§ **Exercise task**
Print the data exactly as it is given, please.

§ **Point annotation dataset records**
◆ ◆ ◆ ◆

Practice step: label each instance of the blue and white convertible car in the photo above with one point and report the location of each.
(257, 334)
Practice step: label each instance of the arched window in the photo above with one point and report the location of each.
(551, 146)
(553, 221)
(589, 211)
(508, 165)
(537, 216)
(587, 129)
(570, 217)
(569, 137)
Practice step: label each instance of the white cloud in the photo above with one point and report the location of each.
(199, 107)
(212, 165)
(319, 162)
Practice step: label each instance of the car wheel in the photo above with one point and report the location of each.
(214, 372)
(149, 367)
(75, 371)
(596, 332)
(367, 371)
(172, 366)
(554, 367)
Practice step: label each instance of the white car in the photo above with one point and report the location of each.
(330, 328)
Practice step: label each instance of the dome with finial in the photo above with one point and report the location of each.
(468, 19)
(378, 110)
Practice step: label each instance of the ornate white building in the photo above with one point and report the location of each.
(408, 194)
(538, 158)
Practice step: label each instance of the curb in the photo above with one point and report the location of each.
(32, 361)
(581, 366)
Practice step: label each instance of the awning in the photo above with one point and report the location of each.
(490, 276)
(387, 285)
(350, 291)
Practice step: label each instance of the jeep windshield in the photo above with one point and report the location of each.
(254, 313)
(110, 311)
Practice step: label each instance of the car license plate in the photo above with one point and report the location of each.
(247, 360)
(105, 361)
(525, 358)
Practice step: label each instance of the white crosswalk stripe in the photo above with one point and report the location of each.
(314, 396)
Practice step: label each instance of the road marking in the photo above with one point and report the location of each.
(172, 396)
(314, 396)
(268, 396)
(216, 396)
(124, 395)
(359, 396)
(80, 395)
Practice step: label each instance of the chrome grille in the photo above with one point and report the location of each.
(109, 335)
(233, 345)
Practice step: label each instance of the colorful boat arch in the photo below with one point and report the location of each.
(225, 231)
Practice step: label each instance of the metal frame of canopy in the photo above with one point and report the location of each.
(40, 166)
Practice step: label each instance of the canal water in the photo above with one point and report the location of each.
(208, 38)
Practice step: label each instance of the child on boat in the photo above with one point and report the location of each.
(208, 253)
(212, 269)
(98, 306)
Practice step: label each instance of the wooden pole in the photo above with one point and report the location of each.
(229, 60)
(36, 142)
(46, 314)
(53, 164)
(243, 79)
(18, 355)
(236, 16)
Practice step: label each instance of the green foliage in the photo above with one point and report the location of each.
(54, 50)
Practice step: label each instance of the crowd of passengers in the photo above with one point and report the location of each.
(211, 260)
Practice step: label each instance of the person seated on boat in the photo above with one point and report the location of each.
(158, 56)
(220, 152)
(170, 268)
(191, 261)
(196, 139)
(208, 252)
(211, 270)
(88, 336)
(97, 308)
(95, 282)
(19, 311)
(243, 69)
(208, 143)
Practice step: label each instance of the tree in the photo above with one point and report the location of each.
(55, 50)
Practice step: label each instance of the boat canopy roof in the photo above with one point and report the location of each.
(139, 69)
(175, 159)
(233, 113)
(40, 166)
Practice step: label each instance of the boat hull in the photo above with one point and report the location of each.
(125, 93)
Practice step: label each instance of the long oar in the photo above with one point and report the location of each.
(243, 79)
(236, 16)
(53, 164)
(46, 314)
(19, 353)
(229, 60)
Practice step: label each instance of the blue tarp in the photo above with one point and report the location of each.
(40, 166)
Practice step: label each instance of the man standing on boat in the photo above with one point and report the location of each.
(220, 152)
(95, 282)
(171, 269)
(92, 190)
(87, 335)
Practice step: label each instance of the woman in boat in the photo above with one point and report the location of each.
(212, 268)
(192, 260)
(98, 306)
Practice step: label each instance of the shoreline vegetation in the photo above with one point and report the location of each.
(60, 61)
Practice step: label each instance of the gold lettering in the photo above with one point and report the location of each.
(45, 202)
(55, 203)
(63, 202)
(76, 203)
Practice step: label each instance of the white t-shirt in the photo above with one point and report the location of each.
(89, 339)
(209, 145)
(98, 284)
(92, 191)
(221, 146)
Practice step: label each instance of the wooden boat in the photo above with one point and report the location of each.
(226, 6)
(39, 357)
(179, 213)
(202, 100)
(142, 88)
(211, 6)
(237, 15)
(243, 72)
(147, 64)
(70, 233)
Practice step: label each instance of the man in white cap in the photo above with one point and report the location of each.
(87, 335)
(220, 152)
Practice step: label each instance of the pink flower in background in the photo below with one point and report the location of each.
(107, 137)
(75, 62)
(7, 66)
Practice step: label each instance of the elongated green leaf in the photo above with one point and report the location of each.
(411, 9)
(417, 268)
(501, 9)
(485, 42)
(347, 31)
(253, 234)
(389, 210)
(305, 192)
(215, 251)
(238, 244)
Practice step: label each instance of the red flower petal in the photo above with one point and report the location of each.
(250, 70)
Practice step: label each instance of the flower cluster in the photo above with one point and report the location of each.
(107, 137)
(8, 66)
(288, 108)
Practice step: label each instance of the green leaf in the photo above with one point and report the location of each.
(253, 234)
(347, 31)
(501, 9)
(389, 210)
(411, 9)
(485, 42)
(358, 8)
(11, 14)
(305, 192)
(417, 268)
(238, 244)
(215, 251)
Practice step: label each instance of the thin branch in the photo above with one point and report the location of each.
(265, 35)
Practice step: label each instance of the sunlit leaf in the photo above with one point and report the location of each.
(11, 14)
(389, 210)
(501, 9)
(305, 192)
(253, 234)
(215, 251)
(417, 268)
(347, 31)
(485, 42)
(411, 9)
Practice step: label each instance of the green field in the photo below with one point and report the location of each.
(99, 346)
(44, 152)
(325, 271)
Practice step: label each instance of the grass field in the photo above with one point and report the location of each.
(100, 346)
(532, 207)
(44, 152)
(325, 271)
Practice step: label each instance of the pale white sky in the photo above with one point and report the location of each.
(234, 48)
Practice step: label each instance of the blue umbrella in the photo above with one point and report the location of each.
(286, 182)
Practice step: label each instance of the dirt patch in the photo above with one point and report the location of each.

◆ ◆ ◆ ◆

§ **Full output**
Practice step: label each instance of the blue and white convertible car in the photo above with one point and report the location of each.
(257, 334)
Practice step: label each instance of the arched window in the photo above with one point and report the location of each.
(551, 146)
(553, 221)
(589, 211)
(508, 165)
(537, 216)
(587, 129)
(570, 217)
(569, 137)
Practice step: label each instance of the white cloud in the photo above with one point and report the location of each.
(199, 107)
(212, 165)
(319, 162)
Practice step: label each instance of the car wheel in the photo above with one point and report the location of each.
(214, 372)
(149, 367)
(75, 371)
(596, 332)
(367, 371)
(172, 366)
(554, 367)
Practice step: label each instance of the white car in the photo above with one point and report the location of each.
(330, 328)
Practice step: label each instance of the dome with finial in the photo above with one point and report the location of each.
(468, 19)
(378, 110)
Practice step: label each instance of the ornate white building in the photo above with one point and report the location of each.
(408, 194)
(538, 158)
Practice step: label each instance of the curb in the photo above with one point and report the location of each.
(32, 361)
(581, 366)
Practice step: label each instance of the awning in the photo above with one point and report the location of each.
(490, 276)
(387, 285)
(350, 291)
Practice step: label each instance of the jeep windshield in the photo above with one point and report the location of each.
(254, 313)
(110, 311)
Practice step: label each instance of the car license plate in the photo above with one point and report the location of each.
(247, 360)
(105, 361)
(525, 358)
Practice step: label each instance of the white crosswalk stripe in the photo above with one point and report the location of each.
(314, 396)
Practice step: label each instance of the road marking in the photo above with one point and report the location of each.
(172, 396)
(314, 396)
(268, 396)
(216, 396)
(124, 395)
(359, 396)
(80, 395)
Practice step: label each instance of the chrome grille in the photo above with one point and report the location of each.
(109, 335)
(233, 345)
Practice step: label each instance of the colorful boat arch in the photo below with one point and report the location of each.
(225, 231)
Practice step: label each instance of the metal frame of canopy in the photo above with one point and report the location of each.
(40, 166)
Practice step: label each instance of the canal water in the photo above with one point and report the location of each.
(208, 38)
Practice step: label each instance of the child on boat in the photo above with one point and report the location of each.
(208, 253)
(212, 269)
(98, 306)
Practice step: label each instance of the wooden pole in the photo above with one point and report the location of each.
(229, 60)
(36, 142)
(46, 314)
(53, 164)
(243, 79)
(18, 355)
(236, 16)
Practice step: label each instance of the green foliage in the photo above with one point and report the location of each.
(54, 50)
Practice step: label each instance of the crowd of passengers in the photo above with one point and report the location of each.
(211, 260)
Practice step: label each instance of the person seated on boat in the photo above with one point and report the location of each.
(158, 56)
(220, 152)
(170, 268)
(191, 261)
(196, 139)
(208, 252)
(211, 270)
(88, 336)
(97, 308)
(95, 282)
(19, 311)
(243, 69)
(208, 143)
Practice step: label each instance of the tree in the photo above with one point and report the location of each.
(55, 50)
Practice step: label each instance of the boat canopy roof in the photo above with one point and report the location of each.
(139, 69)
(175, 159)
(233, 113)
(40, 166)
Practice step: label each instance of the boat hull in the photo above with one point and report the location of each.
(125, 93)
Practice step: label each instance of the long oar in the photo above with one point and report the location of each.
(243, 79)
(236, 16)
(53, 164)
(46, 314)
(19, 353)
(229, 60)
Practice step: label each instance of the blue tarp in the photo above with one point and report the location of each.
(40, 166)
Practice step: label each instance of the man standing on boat in the photo above with one point and report the location of each.
(220, 152)
(95, 282)
(171, 269)
(92, 190)
(87, 335)
Practice step: label each instance of the woman in boat in the photo above with one point and report the location of each.
(212, 268)
(192, 260)
(98, 306)
Practice step: label each instance of the shoreline vegetation in the photo above with one point and report the location of each.
(60, 61)
Practice step: label each instance of the gold lettering in the photo above with one point and report the location of each.
(45, 202)
(55, 203)
(63, 202)
(76, 203)
Practice step: label each instance of the white t-shirt in the photo above with one point and report the location of each.
(89, 339)
(209, 145)
(98, 284)
(92, 191)
(221, 146)
Practice step: label each instance of the wooden boat in the photo above with one point and report the location of each.
(226, 6)
(39, 357)
(179, 213)
(202, 100)
(142, 88)
(211, 6)
(237, 15)
(243, 72)
(147, 64)
(70, 233)
Practice step: label each instance of the man in white cap in the photo above with one point and report the location of each.
(87, 335)
(220, 152)
Practice step: label each instance of the pink flower in background in the photo below with one point and report the location of each.
(107, 137)
(75, 62)
(7, 66)
Practice step: label each instance of the elongated green leaf in the photo above with one point and report the location of each.
(411, 9)
(417, 268)
(501, 9)
(485, 42)
(347, 31)
(253, 234)
(389, 210)
(305, 192)
(215, 251)
(238, 244)
Practice step: label each instance of the red flower petal in the photo above with one point and report the location of each.
(250, 70)
Practice step: label each instance of the flower cluster in the photo above with one point and report the location of each.
(107, 137)
(8, 66)
(288, 108)
Practice step: label each instance of the green leaf in the photo above with one point and report the location of each.
(253, 234)
(347, 31)
(501, 9)
(389, 210)
(411, 9)
(485, 42)
(358, 8)
(11, 14)
(305, 192)
(417, 268)
(238, 244)
(215, 251)
Practice step: label each instance of the thin branch in the photo above with one point and report the location of each.
(265, 35)
Practice step: label each instance of the sunlit leaf in the photo above with one point and report the location of each.
(11, 14)
(389, 210)
(501, 9)
(305, 192)
(253, 234)
(215, 251)
(417, 268)
(347, 31)
(485, 42)
(411, 9)
Practice step: label each instance of the green field in the photo below with one point and report the location of each.
(99, 346)
(44, 152)
(325, 271)
Practice step: label each instance of the grass field in the photo above with one point and report the location of each.
(100, 346)
(532, 207)
(44, 152)
(325, 271)
Practice step: label each instance of the pale white sky in the photo above with one point and report the location of each.
(234, 48)
Practice step: label each instance of the blue umbrella in the photo above with one point and report the location of each.
(286, 182)
Practice step: label each instance of the dirt patch in the photo above with one point and report the location of each.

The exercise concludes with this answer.